Natural language region descriptions

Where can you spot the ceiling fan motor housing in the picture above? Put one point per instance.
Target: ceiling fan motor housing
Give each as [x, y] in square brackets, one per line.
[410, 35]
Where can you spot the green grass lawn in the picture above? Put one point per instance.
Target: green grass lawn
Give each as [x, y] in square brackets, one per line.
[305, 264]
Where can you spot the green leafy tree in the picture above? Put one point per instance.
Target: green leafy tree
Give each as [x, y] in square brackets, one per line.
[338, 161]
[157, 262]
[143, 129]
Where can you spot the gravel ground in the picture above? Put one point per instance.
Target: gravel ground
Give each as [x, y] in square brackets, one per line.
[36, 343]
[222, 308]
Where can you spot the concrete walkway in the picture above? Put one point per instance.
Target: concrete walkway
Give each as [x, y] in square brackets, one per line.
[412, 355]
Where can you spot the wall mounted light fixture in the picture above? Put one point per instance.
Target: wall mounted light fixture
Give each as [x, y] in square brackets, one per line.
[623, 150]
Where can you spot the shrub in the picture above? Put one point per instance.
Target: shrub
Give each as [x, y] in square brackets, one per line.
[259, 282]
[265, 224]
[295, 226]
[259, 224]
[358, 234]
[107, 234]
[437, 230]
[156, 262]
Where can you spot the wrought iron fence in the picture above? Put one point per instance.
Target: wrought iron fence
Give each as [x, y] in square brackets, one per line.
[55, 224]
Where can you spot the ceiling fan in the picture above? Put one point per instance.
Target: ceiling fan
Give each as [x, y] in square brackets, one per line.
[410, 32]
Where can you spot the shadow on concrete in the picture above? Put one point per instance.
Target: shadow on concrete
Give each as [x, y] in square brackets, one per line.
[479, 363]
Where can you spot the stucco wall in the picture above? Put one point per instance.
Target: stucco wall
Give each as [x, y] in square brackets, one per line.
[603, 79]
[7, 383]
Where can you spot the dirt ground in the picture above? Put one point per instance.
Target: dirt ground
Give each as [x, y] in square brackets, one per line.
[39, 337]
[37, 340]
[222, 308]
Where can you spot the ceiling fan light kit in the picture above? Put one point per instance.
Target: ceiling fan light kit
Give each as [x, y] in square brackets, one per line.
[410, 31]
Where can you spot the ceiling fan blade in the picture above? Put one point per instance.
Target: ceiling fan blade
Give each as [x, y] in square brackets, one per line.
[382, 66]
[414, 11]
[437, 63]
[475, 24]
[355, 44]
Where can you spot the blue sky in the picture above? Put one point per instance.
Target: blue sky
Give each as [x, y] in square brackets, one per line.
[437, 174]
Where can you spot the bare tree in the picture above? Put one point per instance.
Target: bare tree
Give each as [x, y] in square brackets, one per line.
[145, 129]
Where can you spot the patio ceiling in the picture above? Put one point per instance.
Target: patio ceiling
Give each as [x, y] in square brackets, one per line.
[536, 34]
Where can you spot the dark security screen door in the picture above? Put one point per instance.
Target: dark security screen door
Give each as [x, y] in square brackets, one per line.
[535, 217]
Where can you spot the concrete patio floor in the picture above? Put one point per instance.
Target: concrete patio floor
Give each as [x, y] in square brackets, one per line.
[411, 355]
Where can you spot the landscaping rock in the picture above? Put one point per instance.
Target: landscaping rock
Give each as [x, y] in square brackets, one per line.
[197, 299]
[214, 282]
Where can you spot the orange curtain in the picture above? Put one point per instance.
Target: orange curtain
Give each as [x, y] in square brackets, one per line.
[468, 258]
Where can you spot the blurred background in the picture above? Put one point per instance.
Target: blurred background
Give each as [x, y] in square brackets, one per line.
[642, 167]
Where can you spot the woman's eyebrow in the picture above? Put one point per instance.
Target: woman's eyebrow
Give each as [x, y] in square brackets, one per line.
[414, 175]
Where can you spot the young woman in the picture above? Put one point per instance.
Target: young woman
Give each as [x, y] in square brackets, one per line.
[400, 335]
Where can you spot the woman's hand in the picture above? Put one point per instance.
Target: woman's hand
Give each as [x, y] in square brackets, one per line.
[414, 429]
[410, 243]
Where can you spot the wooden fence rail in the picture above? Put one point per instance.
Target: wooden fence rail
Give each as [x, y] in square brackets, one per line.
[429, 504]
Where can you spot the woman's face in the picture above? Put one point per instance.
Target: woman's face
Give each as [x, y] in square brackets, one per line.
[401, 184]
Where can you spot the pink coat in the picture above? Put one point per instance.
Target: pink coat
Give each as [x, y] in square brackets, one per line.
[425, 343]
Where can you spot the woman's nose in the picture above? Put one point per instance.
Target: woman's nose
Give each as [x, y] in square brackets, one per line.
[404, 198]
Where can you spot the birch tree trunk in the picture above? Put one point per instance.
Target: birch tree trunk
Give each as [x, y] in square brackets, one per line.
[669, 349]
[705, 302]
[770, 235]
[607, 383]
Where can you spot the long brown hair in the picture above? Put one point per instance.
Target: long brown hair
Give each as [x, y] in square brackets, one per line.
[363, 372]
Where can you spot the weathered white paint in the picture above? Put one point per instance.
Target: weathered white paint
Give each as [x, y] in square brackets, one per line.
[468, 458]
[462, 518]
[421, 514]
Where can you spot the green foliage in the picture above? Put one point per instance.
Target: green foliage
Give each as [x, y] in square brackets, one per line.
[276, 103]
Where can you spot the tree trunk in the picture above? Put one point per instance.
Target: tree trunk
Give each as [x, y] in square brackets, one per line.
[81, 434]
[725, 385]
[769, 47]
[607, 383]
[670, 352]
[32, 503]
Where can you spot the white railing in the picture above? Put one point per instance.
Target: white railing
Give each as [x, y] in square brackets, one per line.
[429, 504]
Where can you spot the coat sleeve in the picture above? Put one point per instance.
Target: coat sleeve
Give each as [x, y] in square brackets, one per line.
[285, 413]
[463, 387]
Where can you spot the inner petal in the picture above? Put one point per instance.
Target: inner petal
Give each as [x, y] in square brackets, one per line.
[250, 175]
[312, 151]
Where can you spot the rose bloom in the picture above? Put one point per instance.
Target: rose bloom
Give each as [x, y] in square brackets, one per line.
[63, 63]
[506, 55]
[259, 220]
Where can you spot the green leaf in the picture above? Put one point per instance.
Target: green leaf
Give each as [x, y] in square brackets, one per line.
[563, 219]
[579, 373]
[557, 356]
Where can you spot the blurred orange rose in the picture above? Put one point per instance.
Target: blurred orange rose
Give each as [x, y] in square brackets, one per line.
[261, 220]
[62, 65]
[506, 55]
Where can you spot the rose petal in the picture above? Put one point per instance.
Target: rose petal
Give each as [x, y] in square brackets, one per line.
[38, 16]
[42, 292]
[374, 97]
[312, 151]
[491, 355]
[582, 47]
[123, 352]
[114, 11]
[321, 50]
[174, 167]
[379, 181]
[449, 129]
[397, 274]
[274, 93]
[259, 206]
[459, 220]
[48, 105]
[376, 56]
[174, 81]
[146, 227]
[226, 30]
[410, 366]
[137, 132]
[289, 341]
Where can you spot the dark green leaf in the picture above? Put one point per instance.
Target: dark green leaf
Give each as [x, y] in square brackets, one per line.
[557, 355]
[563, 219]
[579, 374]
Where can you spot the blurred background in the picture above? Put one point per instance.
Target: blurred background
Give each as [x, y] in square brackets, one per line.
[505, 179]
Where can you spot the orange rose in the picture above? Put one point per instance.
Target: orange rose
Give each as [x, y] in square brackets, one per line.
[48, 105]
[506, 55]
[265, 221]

PROBLEM DETAILS:
Return the records in full. Omit nothing.

RESULT OF THIS TASK:
Where can you spot the ceiling fan motor housing in the picture above? Put one point per instance.
Target: ceiling fan motor housing
Give each as [x, y] in square brackets, one per line.
[410, 35]
Where can you spot the green grass lawn in the picture above? Put one point per instance.
Target: green grass lawn
Give each as [x, y] in square brackets, one per line.
[305, 264]
Where can you spot the green leafy tree in the picture above? Put one point per instance.
Target: green leafy tree
Give each as [x, y] in square brackets, one per line.
[338, 161]
[157, 262]
[143, 129]
Where can you spot the gravel ground in the picture above? Put one point per instance.
Target: gravel ground
Give each as [x, y] in square brackets, one per line.
[36, 343]
[222, 308]
Where can you spot the concrete walkway in the picture above? Put one point per instance.
Target: concrete walkway
Give each as [x, y] in square brackets, one per line.
[412, 355]
Where can you spot the wall mounted light fixture in the picture above? Put one point per instance.
Target: wall mounted light fixture
Give each as [x, y] in square brackets, one per line.
[623, 150]
Where can you spot the shrub in the picture above? Put one point per instance.
Target: shrub
Give each as [x, y] in square brackets, one per line.
[259, 282]
[265, 224]
[295, 226]
[259, 224]
[358, 234]
[107, 234]
[437, 230]
[156, 262]
Where can you spot the wrought iron fence in the picture above? Put one point per instance.
Target: wrought iron fence
Give each as [x, y] in square brackets, one per line.
[55, 224]
Where can you spot the ceiling fan in the picture above? Put one point per instance.
Target: ceiling fan
Give each as [x, y] in square brackets, one per line.
[410, 32]
Where can you spot the shadow on concrete in the picture above? Put one point per instance.
Target: shadow on concrete
Give each as [x, y] in square brackets, one per line.
[479, 363]
Where can you spot the stucco wall in the picture above? Put one point per instance.
Target: stucco wall
Give each as [x, y] in square brackets, one per line.
[603, 79]
[7, 383]
Where can you spot the dirt ground in the picture above? Put one point per instance.
Target: dirt ground
Give each as [x, y] in square brackets, one per line.
[39, 337]
[37, 340]
[222, 308]
Where can you spot the ceiling fan light kit in the picture above? Put one point per instance.
Target: ceiling fan light kit
Give each as [x, y] in square brackets, one per line.
[410, 31]
Where can you spot the ceiling fan blade in the picture above? Put one point per instance.
Target: ceiling fan blade
Give each as [x, y] in square brackets, one per line.
[382, 66]
[414, 11]
[437, 63]
[475, 24]
[355, 44]
Where can you spot the blue sky in the picture above? Put one point per instance.
Target: blue sky
Give each as [x, y] in square brackets, one per line.
[437, 174]
Where can you spot the bare tree in the picture above? Put one point per instance.
Target: bare tree
Give each as [x, y] in square brackets, one per line.
[145, 129]
Where can you spot the patio ceiling in the picture above? Put one point per instance.
Target: patio ceiling
Give each as [x, y] in square brackets, one per line.
[536, 34]
Where can you spot the dark security screen door in the picture above? Put one point per instance.
Target: dark security screen door
Give each as [x, y] in square brackets, one per line.
[535, 217]
Where can you spot the concrete patio floor in the picture above? Put one point per instance.
Target: concrete patio floor
Give each as [x, y] in square brackets, one per line.
[411, 355]
Where can you spot the landscaping rock in the picture above? Put one point per instance.
Target: landscaping rock
Give each as [x, y] in square brackets, one per line.
[197, 299]
[214, 282]
Where can you spot the orange curtain in the picture above? Put one point per instance.
Target: orange curtain
Give each as [x, y] in square brackets, one per line.
[468, 258]
Where can you spot the blurred background in the picture above? Put one point per instance.
Target: blurred background
Give each as [x, y] in square brackets, one per line.
[642, 167]
Where can you spot the woman's eyebrow in the picture above? Put one point per instance.
Target: woman's eyebrow
Give each as [x, y] in square brackets, one per line.
[414, 175]
Where can you spot the young woman in the picture above? Put one point per instance.
Target: young woman
Give each as [x, y] in square brackets, one per line.
[400, 335]
Where can you spot the woman's hand in the picture above? Put one point per instance.
Target: woman's hand
Give each as [x, y] in square brackets, one per line.
[414, 429]
[410, 243]
Where can you spot the wooden fence rail in the picture above? Put one point per instance.
Target: wooden fence rail
Give each as [x, y] in square brackets, one per line.
[429, 504]
Where can you spot the woman's face in the picture above? Put one point per instance.
Target: woman's face
Give each as [x, y] in square brackets, one per line.
[401, 184]
Where can you spot the pink coat in the picture above? Put one point per instance.
Target: pink coat
Give each as [x, y] in square brackets, one per line.
[425, 343]
Where can you spot the woman's nose in the picture above? Put one point per instance.
Target: woman's nose
Give each as [x, y] in square brackets, one per line.
[404, 198]
Where can you spot the birch tree trunk in the picture above? Put one point per instance.
Target: birch tree trunk
Give each as [x, y] in square brackets, one per line.
[669, 349]
[705, 302]
[770, 235]
[607, 383]
Where can you spot the long brown hair in the picture above? Put one point per instance.
Target: long brown hair
Give each as [x, y] in square brackets, one per line.
[363, 372]
Where can you spot the weathered white paint in the picture above? Put one point per instance.
Target: weathered white paint
Give each as [x, y] in square brackets, one per line.
[468, 458]
[462, 518]
[421, 514]
Where can you spot the green foliage in the picture above? Put one point per instance.
Target: green foliage
Give each as [x, y] in square brackets, one per line.
[276, 103]
Where can you spot the tree trunk in the picture above? Put one point per instance.
Target: tree trunk
Give each as [x, y] in square brackets, one per line.
[81, 434]
[725, 385]
[769, 47]
[607, 383]
[670, 352]
[32, 503]
Where can you spot the white railing in the picture above? Put one point per instance.
Target: white railing
Give each as [x, y] in square brackets, one per line.
[429, 504]
Where can you spot the coat sleeve in the picture above? Put one point per instance.
Target: coat sleeve
Give each as [x, y] in square brackets, one per line.
[285, 413]
[463, 387]
Where can you spot the inner petal in the picture above? Put one point per instance.
Target: inner petal
Give each as [x, y] in square brackets, one per line.
[250, 175]
[312, 151]
Where can you spot the rose bloom in the picture above? Put one point per instance.
Target: rose bloom
Give each as [x, y] in square brackets, one per line.
[63, 63]
[506, 55]
[259, 220]
Where can you spot the green leaf in the picture above? Put one point per instance.
Target: green leaf
Give each as [x, y] in square brackets, one per line.
[563, 219]
[579, 373]
[557, 356]
Where can you spot the blurred orange rose in the picture above? Put one point per instance.
Target: blurred orange rose
Give each as [x, y] in square brackets, one per line.
[261, 220]
[62, 65]
[506, 55]
Where can you spot the rose petal in the picture above? Put one point per instance.
Target: rose petal
Give each as [x, y] in square brackets, one per line.
[38, 16]
[42, 292]
[374, 97]
[312, 151]
[491, 355]
[582, 47]
[123, 352]
[114, 11]
[321, 50]
[174, 167]
[379, 181]
[449, 129]
[397, 274]
[274, 93]
[259, 206]
[459, 220]
[48, 105]
[376, 56]
[174, 81]
[146, 227]
[226, 30]
[410, 366]
[137, 132]
[289, 341]
Where can you spot the dark green leaf in the picture above? Put one point per instance.
Target: dark green leaf
Give each as [x, y] in square brackets, one per line.
[557, 355]
[563, 219]
[579, 374]
Where can you spot the blurred background in the picture above? Put one point per instance.
Target: blurred background
Give each as [x, y] in square brackets, one per line.
[505, 179]
Where can you spot the orange rose in the picture above? Put one point per instance.
Target: orange rose
Give each as [x, y] in square brackets, one per line.
[48, 105]
[506, 55]
[265, 221]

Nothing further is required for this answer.